- **What to produce**: Reproduce the records that follow in full, excluding any picture they contain.

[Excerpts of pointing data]
══════

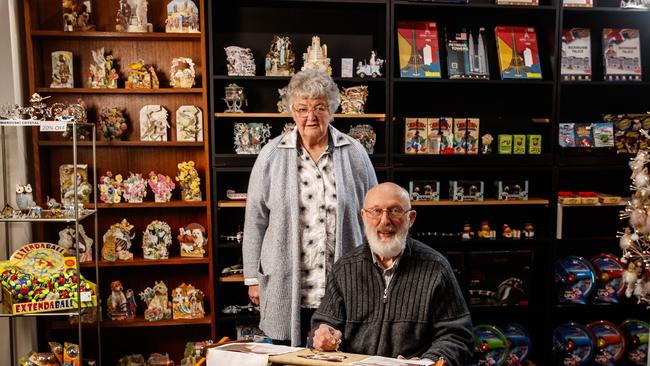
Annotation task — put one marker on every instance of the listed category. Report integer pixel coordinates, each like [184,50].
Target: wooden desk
[294,358]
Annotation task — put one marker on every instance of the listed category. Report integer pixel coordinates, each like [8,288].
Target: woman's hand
[254,294]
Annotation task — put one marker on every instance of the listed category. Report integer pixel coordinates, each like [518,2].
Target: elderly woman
[302,213]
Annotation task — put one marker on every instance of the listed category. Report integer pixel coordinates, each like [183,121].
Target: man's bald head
[388,191]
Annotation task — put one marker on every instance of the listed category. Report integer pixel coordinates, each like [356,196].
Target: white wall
[11,79]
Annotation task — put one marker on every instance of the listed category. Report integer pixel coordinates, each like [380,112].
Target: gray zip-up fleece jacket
[422,313]
[271,247]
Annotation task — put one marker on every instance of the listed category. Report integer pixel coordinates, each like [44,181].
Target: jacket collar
[290,139]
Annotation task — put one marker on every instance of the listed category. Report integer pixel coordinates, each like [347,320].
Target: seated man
[393,296]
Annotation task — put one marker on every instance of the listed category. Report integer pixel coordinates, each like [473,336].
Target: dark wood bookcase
[43,35]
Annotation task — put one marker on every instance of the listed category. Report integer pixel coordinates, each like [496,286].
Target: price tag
[53,127]
[86,296]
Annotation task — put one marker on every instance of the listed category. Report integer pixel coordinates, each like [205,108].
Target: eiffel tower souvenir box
[518,53]
[418,50]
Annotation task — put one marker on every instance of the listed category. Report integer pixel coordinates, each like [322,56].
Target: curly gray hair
[312,84]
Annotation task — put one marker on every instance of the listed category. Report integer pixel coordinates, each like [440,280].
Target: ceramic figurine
[373,68]
[117,242]
[67,239]
[193,240]
[189,123]
[110,189]
[62,70]
[182,73]
[77,15]
[189,181]
[120,306]
[112,123]
[158,305]
[365,135]
[235,98]
[135,188]
[102,72]
[132,16]
[187,302]
[24,198]
[240,61]
[282,107]
[316,57]
[161,186]
[250,137]
[486,141]
[280,59]
[156,240]
[182,17]
[353,99]
[66,179]
[141,76]
[153,123]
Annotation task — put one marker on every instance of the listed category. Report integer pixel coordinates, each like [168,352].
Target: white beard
[387,248]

══════

- **Solution to the problem**:
Annotation task — put one marker on every instance of the listed category. Report integer pixel coordinates, each like [184,50].
Target: wooden desk
[294,358]
Annotation task — put one marker on every instance of the listed category. Report integer pixel coordinates, each like [8,288].
Target: woman's hand
[254,294]
Annotation task — put one marker on every instance of the listed category. Report integer pixel coordinates, each like [518,2].
Target: elderly woman
[302,213]
Annotation task — put one marker on every instance of the listed category. Report integer pixel coordinates, each like [183,121].
Target: man's bald head
[388,191]
Annotation task — put one marker on every instance of the listed category. Report integer pixel coordinates, each like [356,196].
Target: white wall
[11,79]
Annotation task — put one marker on every instance of the listed category. Report integer pixel coordinates, each like [380,112].
Target: gray zip-up fleece jacket
[422,313]
[271,247]
Annotation task — put one marker on every instance of the listed category. Report integer pixel coordinates, each like [44,181].
Target: jacket collar
[290,139]
Annotation task — put one marker on every instance of the listed category. Report integer pixel coordinates, each like [347,320].
Target: seated man
[393,296]
Annotation task — put one marker on every instance of the listed category. Report integer pixel coordinates, each like [473,336].
Target: dark wood bookcase
[43,35]
Annotation task — put one marker on every instance of the listed category. Report integer pixel coordinates, each like [496,286].
Target: price tag
[53,127]
[86,296]
Annotation task — put one marker on every instance of the listed category. Report integer pixel coordinates, each like [205,108].
Target: eiffel tower souvenir box
[518,53]
[418,50]
Annotation task — put one marker on every instance of the listed category. Report integer pixel coordinates, each like [322,56].
Target: curly gray hair
[312,84]
Annotation task — put one marker on every instance of the listed category. Report integer pixel coordinates, each like [440,280].
Target: ceramic figurine
[373,68]
[117,242]
[67,239]
[193,240]
[189,123]
[110,189]
[62,70]
[182,73]
[77,15]
[189,181]
[120,306]
[112,123]
[158,305]
[365,135]
[235,98]
[135,188]
[102,72]
[132,16]
[187,302]
[24,198]
[240,61]
[282,107]
[316,57]
[161,186]
[250,137]
[486,141]
[280,59]
[156,240]
[182,17]
[353,99]
[66,179]
[141,76]
[153,123]
Annotation task — put one marker on every instance of the listed category. Report integer pixel coordinates, each like [168,352].
Target: white beard
[387,248]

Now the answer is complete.